PROBLEM STATEMENT: Please pull out the lines of data starting at the line that contains "Segment every instance of the hazy" and ending at the line that contains "226 0 L 200", both included. Reproduce them character for character with nothing added.

MATERIALS PROVIDED:
►

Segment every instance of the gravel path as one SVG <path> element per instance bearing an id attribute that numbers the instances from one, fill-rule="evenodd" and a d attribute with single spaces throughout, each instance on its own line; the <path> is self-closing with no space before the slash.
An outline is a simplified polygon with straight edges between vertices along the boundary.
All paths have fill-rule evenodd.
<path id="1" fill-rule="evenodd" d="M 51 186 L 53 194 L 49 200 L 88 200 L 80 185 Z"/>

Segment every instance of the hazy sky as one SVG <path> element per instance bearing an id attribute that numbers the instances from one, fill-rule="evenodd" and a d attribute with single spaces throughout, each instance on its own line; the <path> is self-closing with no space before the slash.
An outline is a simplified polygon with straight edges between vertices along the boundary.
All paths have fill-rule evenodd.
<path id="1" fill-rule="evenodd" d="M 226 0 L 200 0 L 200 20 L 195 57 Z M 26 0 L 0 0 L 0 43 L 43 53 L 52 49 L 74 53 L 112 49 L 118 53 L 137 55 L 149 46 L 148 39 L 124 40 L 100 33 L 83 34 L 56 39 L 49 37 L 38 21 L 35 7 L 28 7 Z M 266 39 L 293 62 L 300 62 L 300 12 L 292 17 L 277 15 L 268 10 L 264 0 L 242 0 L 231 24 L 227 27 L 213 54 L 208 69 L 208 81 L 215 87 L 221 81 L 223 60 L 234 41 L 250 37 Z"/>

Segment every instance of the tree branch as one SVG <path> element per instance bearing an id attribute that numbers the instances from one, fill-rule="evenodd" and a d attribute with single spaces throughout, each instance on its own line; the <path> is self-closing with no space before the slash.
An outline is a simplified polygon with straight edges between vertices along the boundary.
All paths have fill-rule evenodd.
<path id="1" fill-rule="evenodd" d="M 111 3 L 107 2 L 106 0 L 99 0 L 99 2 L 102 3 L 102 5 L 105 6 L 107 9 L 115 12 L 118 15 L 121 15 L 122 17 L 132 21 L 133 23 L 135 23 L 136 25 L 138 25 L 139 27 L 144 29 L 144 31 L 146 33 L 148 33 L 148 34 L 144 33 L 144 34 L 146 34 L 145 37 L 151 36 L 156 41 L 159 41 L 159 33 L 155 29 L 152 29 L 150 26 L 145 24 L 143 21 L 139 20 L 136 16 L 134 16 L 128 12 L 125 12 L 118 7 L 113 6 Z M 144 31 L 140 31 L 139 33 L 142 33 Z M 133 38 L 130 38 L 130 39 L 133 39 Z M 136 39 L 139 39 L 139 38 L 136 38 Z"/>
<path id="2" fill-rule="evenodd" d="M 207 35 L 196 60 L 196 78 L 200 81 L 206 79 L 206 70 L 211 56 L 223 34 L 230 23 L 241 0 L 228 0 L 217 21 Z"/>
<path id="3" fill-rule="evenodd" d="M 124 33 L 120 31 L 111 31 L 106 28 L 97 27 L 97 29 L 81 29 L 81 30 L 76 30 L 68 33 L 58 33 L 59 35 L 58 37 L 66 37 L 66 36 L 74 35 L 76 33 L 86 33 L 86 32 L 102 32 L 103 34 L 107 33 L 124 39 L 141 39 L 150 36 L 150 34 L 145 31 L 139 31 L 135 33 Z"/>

◄

TASK RESPONSE:
Segment every instance of the hazy sky as one SVG <path> element per instance bearing an id attribute that numbers the instances from one, fill-rule="evenodd" and a d attribute with single spaces throughout, each instance on its own line; the <path> is self-closing with no space before the slash.
An outline is a simplified polygon with straight edges between vertices along the boundary.
All paths have fill-rule evenodd.
<path id="1" fill-rule="evenodd" d="M 226 0 L 200 0 L 200 20 L 195 57 Z M 26 0 L 0 0 L 0 43 L 43 53 L 52 49 L 74 53 L 112 49 L 118 53 L 137 55 L 149 46 L 148 39 L 124 40 L 100 33 L 83 34 L 56 39 L 49 37 L 38 21 L 35 7 L 28 7 Z M 266 39 L 293 62 L 300 62 L 300 12 L 292 17 L 277 15 L 268 10 L 264 0 L 242 0 L 231 24 L 227 27 L 213 54 L 208 69 L 208 81 L 215 87 L 221 81 L 223 60 L 234 41 L 250 37 Z"/>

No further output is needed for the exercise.